(Saved data entries)
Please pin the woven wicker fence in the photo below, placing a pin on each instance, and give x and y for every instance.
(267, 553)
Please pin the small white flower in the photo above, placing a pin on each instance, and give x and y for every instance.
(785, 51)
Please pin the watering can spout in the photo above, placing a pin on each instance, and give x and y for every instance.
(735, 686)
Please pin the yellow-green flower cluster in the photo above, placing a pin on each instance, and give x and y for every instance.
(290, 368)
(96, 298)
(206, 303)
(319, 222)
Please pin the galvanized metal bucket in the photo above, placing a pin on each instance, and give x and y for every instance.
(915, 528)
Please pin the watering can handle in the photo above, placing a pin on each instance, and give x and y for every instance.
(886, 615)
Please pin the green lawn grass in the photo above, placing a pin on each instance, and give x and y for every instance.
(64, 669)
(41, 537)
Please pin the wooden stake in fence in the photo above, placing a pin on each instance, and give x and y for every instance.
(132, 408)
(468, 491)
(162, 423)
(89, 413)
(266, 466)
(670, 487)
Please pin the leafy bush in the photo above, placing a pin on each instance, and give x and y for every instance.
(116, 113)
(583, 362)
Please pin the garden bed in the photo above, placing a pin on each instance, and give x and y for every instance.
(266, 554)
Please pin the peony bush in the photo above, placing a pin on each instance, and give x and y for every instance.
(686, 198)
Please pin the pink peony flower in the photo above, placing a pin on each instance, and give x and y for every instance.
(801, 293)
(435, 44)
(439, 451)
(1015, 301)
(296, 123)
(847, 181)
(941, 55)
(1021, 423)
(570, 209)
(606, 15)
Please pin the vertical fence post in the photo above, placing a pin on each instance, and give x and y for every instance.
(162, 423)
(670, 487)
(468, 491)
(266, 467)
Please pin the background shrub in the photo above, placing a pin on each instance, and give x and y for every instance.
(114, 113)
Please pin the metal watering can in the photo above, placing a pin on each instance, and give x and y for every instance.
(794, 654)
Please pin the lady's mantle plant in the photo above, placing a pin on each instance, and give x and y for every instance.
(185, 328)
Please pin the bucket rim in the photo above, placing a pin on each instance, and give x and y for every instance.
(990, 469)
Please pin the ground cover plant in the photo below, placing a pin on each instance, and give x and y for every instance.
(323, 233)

**Exercise prompt:** Output every record verbatim.

**Exercise output:**
Please pin the woven wicker fence in the photo below, placing a pin on each instance, and give x and y for every instance.
(267, 553)
Please pin the small white flower in the photo above, placing a pin on each instance, and give x and y for every instance.
(785, 51)
Please pin the watering can spout in the photo above, placing a pin on each instance, and give x and y for every instance.
(735, 686)
Please pin the yellow-green flower cluster in the photo above, placing a pin on each instance, and give x and y for every instance.
(290, 368)
(96, 298)
(206, 303)
(319, 222)
Please pin the galvanized metal bucket in the photo above, placing a pin on each instance, and give x and y for every instance.
(915, 528)
Please pin the watering can handle in the photo above, placing a pin on each instance, and give x and y for every instance.
(886, 615)
Please pin the green lawn grass in the photo above, placing a pin on each instance, and give x and y for every instance.
(64, 669)
(41, 537)
Please pin the wooden stake in fence in the photo above, placing a pin on each instance, and give x and y for every instance.
(132, 408)
(468, 491)
(162, 423)
(89, 413)
(266, 466)
(670, 487)
Please pin the leafy bush in the photo above, placing a pin on each instance, and give x and y for every instance.
(116, 113)
(583, 362)
Please pin the garden bed in the photo above, placing a pin on each instance, and give x and y for every instance.
(266, 554)
Please pin the peony bush in the photo above, placing a pin on each instance, and give x and y for every instance.
(686, 198)
Please pin the pink peony flower in the photo above, placing a pin on each instance, and give x and y for every instance.
(801, 293)
(435, 44)
(439, 451)
(1015, 301)
(296, 123)
(847, 181)
(941, 55)
(1021, 423)
(570, 209)
(606, 15)
Please pin the vertical fence post in the photo above, placing a pin on each instance, and give x and y for every instance.
(162, 423)
(670, 487)
(468, 491)
(266, 467)
Please pin the background shrub in the photo above, placing a pin on each instance, and give x and y for every instance.
(114, 113)
Please pin the metal watering can in the photo above, placing a pin on each instance, and give x and y for every instance.
(794, 654)
Please pin the lady's mantle plant in the photo above, placing a pin on each instance, and give x and y for every instance.
(185, 328)
Please pin the bucket rim in the photo above, placing a pin on each instance, and give x and y for every instance.
(990, 469)
Please pin the ground cover plant in the photo below, placing a pin on each instance, and give x and y for every instance.
(323, 233)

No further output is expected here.